In fact, Berkouwer himself is persuaded that “Modernism has definitely seen a very real problem—despite its untenable solutions—that has not been seen by anti-modernistic reaction in upholding the ‘semper eadem,’ namely the absolutizing of continuity in a way that had no appreciation for the historical nature of human expression. In more recent times, this compelling problem naturally resurfaced and the distinction between form and content returned.”  Thus, the distinction between abiding truth and its historically conditioned formulation resurfaced with the nouvels théologiens, and with that came the problem regarding the relation between history and truth, context, and content.

Of course, Berkouwer is right that the distinction itself cannot “be used as a magician’s wand to clear up every burning question.” The problem was that the presupposition of the hermeneutics of continuity no longer seemed self-evident, given that truth’s expressions are historically conditioned, and that these expressions are in some sense never absolute, wholly adequate, and irreplaceable. Thus, the “problem of truth was placed on a slippery slope,” as Edward Schillebeeckx was to refer to historicity, because no attempt was made “to show how truth, in this historicity, is more than a historical expression that changes in each period.” Berkouwer elaborates: “That harmony had always been presumed, virtually self-evidently, to be an implication of the mystery of the truth “eodem sensu eademque sententia.” Now, however, attention is captivated primarily by the historical-factual process that does not transcend the times, but is entangled with them in all sorts of ways. It cannot be denied that one encounters the undeniable fact of the situated setting of the various pronouncements made by the Church in any given era. How  then, exactly, is a single and unitary revelation homogeneously expressed, keeping the same meaning and the same judgment, given the undeniable fact “of time-conditioning, one can even say: of historicity.” Says Berkouwer, “All the problems of more recent interpretation of dogma are connected very closely to this search for continuity.  … Thus, the question of the nature of continuity has to be faced.”

> _INFORMATION GIVEN_:
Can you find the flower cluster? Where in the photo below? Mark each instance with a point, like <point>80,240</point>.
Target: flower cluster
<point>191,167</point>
...
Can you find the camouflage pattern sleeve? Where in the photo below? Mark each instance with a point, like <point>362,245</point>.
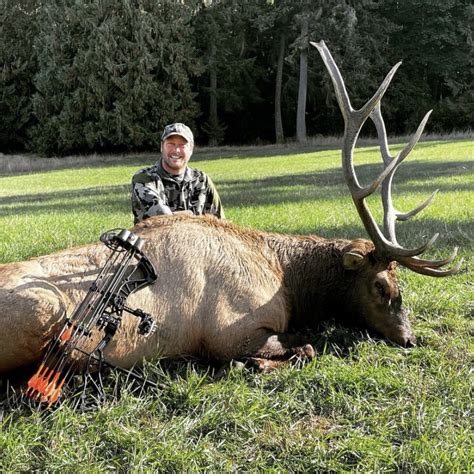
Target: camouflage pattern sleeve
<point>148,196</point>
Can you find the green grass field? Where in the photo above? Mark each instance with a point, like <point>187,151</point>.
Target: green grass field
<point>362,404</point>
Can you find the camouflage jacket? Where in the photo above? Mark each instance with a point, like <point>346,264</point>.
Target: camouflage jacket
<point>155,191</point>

> _TO BE DONE_:
• 1. Write out the passage on Berkouwer between "In fact, Berkouwer" and "context, and content.", inclusive.
• 2. In the rows between the lines holding "Can you find the flower" and "<point>191,167</point>", inclusive, rename "Target" to "Object" and return only those lines with nothing else changed.
The passage on Berkouwer and the rows were taken from unrelated sources.

> _EXPECTED OUTPUTS_:
• 1.
In fact, Berkouwer himself is persuaded that “Modernism has definitely seen a very real problem—despite its untenable solutions—that has not been seen by anti-modernistic reaction in upholding the ‘semper eadem,’ namely the absolutizing of continuity in a way that had no appreciation for the historical nature of human expression. In more recent times, this compelling problem naturally resurfaced and the distinction between form and content returned.”  Thus, the distinction between abiding truth and its historically conditioned formulation resurfaced with the nouvels théologiens, and with that came the problem regarding the relation between history and truth, context, and content.

• 2.
Can you find the flower cluster? Where in the photo below? Mark each instance with a point, like <point>80,240</point>.
Object: flower cluster
<point>191,167</point>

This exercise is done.